### Requirement
Rewrite the lines below, changing "expected format" to "required format" wherever it occurs and leaving everything else untouched.

-------

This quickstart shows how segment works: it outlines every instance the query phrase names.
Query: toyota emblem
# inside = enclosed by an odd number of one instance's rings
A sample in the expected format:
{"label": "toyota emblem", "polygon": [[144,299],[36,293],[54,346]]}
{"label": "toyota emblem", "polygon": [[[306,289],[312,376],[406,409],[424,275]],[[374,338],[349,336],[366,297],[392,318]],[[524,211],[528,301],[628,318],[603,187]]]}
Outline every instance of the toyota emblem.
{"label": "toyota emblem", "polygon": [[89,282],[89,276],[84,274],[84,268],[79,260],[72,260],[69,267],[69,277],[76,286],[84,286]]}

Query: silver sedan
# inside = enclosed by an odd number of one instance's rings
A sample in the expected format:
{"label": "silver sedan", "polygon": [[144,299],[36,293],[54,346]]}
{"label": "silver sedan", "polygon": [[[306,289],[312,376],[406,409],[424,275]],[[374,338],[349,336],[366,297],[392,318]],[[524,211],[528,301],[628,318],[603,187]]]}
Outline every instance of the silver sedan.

-------

### Output of the task
This quickstart shows how segment works: it outlines every instance the query phrase names.
Query: toyota emblem
# inside = enclosed by an odd number of one instance's rings
A sample in the required format:
{"label": "toyota emblem", "polygon": [[144,299],[36,293],[54,346]]}
{"label": "toyota emblem", "polygon": [[[306,289],[312,376],[406,409],[424,275]],[[374,338],[349,336],[366,297],[392,318]],[[524,211],[528,301],[628,318],[603,187]]]}
Outline every instance of the toyota emblem.
{"label": "toyota emblem", "polygon": [[89,282],[89,276],[84,274],[84,268],[79,260],[72,260],[69,267],[69,277],[76,286],[84,286]]}

Query: silver sedan
# inside = enclosed by an odd number of one instance's rings
A sample in the required format:
{"label": "silver sedan", "polygon": [[144,299],[36,293],[54,346]]}
{"label": "silver sedan", "polygon": [[[306,289],[312,376],[406,409],[424,275]],[[374,338],[349,336],[366,297],[392,318]],[[524,211],[528,301],[628,318],[603,187]]]}
Outline every instance of the silver sedan.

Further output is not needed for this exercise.